EXERCISE DESCRIPTION: Your output is the line containing "Practice step: point at the signboard" plus all lines after it to the end of the records, reproduced exactly, with nothing else.

SUPPLIED MATERIAL:
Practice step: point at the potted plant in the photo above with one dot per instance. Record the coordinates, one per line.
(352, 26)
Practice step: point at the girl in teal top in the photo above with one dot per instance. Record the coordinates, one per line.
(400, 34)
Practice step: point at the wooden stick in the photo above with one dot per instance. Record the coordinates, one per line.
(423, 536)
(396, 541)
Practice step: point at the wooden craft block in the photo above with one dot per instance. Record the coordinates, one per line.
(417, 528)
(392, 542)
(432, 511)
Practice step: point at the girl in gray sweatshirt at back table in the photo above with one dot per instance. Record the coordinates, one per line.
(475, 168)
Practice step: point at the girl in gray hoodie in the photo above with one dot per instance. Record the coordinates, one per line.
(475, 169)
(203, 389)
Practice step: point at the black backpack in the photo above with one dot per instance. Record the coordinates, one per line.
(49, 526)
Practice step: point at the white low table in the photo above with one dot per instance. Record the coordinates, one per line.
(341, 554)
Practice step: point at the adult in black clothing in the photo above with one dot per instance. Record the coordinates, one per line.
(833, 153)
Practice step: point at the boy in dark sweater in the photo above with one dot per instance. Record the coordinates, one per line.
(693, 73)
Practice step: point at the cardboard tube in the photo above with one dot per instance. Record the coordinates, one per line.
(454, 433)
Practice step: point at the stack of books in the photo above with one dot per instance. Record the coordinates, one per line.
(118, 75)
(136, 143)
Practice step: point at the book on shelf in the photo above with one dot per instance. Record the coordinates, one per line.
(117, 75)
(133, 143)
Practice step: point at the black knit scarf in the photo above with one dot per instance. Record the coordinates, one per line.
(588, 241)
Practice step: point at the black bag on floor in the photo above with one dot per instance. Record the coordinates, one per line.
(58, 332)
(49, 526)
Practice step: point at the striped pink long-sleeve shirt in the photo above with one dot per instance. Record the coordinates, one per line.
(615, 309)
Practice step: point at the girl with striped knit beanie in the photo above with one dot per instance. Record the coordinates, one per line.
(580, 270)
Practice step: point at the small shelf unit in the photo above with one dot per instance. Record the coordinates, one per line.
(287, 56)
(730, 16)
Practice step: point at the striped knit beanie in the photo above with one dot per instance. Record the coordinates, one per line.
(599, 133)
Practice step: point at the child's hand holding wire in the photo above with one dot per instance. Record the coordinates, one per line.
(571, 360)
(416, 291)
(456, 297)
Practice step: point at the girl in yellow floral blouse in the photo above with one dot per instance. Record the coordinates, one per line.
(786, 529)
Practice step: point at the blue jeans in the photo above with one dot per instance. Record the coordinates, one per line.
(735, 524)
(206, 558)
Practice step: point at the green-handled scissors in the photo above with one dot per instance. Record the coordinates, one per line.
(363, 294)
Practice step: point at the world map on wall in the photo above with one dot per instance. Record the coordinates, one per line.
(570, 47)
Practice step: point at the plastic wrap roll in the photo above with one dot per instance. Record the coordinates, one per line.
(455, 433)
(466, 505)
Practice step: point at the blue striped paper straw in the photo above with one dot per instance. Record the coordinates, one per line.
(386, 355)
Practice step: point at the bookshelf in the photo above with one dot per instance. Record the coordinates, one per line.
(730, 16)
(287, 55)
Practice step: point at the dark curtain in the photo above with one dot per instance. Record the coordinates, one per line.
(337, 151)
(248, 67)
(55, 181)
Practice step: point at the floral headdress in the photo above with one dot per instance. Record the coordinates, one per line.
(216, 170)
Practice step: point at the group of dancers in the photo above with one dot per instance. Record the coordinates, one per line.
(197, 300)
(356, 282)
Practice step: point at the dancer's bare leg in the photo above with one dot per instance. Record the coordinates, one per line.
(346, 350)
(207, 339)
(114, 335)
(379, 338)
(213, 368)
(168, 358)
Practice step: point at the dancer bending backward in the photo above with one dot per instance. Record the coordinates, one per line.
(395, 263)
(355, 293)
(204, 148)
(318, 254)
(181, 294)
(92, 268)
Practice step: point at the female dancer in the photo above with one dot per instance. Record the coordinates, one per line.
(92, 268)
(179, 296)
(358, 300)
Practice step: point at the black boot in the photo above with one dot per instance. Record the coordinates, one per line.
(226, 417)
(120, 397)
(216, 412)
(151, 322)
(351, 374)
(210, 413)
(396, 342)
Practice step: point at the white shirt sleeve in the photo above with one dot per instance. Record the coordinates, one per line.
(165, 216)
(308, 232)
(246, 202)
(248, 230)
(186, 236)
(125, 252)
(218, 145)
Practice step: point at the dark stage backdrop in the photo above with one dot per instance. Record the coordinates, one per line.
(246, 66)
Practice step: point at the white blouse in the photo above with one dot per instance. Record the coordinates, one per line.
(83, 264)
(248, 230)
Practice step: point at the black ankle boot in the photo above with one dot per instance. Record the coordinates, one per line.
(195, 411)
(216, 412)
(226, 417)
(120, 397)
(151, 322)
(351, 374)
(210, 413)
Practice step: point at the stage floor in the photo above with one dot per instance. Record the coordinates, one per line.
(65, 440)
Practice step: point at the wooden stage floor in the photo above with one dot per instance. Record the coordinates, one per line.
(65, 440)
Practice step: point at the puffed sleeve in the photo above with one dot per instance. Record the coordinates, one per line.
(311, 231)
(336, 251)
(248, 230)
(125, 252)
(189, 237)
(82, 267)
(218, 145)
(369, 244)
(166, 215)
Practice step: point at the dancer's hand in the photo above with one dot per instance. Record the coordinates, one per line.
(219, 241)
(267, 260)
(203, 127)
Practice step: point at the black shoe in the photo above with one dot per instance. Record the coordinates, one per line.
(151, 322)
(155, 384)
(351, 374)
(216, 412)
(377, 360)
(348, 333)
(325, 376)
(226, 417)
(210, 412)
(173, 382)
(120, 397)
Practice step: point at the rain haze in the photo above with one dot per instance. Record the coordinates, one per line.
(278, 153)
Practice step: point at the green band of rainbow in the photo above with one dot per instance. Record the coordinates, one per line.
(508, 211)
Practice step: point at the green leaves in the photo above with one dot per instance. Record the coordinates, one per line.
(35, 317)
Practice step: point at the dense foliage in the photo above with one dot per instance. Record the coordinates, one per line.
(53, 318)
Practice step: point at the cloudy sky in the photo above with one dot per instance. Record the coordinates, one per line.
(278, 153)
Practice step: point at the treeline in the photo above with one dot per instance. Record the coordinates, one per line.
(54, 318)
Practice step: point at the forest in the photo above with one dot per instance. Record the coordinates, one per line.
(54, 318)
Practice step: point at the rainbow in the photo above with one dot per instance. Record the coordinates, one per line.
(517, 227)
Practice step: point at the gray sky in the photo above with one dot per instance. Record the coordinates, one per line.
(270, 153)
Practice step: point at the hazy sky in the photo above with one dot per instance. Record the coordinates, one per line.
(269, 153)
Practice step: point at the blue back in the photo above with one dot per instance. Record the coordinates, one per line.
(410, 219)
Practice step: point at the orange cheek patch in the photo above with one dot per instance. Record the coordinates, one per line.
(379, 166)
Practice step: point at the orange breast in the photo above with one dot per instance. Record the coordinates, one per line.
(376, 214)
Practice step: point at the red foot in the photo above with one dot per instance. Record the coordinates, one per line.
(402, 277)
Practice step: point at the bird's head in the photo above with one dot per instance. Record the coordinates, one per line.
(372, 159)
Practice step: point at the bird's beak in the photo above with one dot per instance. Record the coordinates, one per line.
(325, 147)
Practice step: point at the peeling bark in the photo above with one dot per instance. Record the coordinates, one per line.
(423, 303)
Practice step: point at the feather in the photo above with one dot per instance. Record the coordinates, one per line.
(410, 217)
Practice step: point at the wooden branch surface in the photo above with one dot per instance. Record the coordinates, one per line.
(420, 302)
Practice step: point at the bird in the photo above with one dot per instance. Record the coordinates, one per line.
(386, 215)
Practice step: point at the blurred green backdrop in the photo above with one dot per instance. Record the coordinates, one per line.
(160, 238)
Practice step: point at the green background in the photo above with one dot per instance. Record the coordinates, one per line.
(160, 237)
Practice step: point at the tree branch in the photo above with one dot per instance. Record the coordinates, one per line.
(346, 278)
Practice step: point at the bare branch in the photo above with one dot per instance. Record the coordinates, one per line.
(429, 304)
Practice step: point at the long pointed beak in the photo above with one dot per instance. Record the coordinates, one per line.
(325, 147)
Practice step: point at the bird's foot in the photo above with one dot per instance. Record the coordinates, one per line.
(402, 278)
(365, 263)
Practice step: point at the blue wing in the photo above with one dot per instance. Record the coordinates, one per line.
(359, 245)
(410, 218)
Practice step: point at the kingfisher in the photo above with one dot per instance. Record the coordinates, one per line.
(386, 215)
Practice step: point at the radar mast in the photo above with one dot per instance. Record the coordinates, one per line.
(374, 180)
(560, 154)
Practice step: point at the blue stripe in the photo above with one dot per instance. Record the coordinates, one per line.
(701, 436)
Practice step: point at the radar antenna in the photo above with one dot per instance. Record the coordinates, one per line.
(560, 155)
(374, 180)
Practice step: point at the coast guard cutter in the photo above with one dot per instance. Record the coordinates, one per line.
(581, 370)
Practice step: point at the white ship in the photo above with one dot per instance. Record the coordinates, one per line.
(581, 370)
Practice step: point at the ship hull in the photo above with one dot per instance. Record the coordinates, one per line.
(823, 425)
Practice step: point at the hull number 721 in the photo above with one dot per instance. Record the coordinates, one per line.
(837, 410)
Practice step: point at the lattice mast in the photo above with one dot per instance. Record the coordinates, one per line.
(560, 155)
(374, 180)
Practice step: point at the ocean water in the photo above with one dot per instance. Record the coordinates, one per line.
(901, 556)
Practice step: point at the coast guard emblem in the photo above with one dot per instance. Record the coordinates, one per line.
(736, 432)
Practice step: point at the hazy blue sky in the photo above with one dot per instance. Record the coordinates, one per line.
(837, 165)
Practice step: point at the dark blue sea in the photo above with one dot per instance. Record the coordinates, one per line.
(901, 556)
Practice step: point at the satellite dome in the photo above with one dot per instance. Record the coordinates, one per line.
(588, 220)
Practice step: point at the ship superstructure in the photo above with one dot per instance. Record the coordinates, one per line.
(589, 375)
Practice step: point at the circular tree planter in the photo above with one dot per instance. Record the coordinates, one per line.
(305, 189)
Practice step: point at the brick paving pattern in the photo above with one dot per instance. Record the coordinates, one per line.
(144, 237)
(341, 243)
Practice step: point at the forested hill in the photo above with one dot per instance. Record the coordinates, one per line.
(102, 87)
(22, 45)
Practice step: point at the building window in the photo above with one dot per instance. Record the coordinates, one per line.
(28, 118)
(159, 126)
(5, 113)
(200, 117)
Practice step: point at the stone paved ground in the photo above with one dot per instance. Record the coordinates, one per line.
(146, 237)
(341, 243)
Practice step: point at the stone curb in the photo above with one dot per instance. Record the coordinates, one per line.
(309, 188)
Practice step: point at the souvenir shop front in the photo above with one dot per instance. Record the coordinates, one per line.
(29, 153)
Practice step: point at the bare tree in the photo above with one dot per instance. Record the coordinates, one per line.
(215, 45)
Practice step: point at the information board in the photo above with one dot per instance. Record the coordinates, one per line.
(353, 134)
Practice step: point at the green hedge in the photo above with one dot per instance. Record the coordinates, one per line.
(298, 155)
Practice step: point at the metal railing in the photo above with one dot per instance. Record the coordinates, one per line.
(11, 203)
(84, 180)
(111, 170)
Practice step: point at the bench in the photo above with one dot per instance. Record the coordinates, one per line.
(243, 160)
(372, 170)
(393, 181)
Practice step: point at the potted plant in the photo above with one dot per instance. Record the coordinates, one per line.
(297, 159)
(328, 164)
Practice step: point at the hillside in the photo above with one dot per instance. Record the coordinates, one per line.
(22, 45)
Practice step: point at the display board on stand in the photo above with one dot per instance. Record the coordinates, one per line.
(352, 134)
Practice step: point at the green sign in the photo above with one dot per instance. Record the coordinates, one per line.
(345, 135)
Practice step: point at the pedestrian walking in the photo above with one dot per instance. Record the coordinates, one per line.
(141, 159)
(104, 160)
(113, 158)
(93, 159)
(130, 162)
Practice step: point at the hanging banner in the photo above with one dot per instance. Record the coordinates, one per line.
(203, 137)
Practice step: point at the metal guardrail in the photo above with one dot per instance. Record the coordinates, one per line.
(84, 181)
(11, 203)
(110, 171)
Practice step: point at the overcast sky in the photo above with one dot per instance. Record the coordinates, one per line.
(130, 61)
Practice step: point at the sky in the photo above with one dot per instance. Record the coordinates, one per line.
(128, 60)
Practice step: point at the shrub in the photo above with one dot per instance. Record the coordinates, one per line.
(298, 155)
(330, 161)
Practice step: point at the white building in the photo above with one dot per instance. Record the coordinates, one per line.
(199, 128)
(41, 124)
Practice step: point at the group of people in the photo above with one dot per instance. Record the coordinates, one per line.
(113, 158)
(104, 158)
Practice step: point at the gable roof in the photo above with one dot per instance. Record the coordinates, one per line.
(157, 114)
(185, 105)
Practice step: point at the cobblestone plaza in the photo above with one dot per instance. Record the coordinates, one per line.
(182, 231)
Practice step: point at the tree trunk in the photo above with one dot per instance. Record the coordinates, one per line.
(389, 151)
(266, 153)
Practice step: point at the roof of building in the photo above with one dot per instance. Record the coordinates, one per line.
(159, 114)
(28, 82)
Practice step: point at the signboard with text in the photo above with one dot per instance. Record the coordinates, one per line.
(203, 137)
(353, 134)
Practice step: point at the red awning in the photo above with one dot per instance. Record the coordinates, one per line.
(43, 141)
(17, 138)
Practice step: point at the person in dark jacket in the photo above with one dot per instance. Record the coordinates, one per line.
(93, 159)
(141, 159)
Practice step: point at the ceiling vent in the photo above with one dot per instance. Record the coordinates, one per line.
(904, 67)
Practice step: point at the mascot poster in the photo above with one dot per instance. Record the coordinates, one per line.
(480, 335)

SOLVED PROBLEM:
Practice step: point at the signboard with text in the photo above with one dot per instance. Record the coordinates, one per line.
(203, 137)
(353, 134)
Practice step: point at the red awning in the photo above with one dot per instance. Record the coordinates, one per line.
(43, 141)
(17, 138)
Practice step: point at the person in dark jacket in the photo above with one dot per instance. Record the coordinates, one per line.
(93, 159)
(141, 159)
Practice step: point at the ceiling vent in the photo above with one dot per instance. Record the coordinates, one per line.
(904, 67)
Practice step: point at the mascot poster in the photo above with one dot per instance. Record the coordinates, one per line.
(480, 335)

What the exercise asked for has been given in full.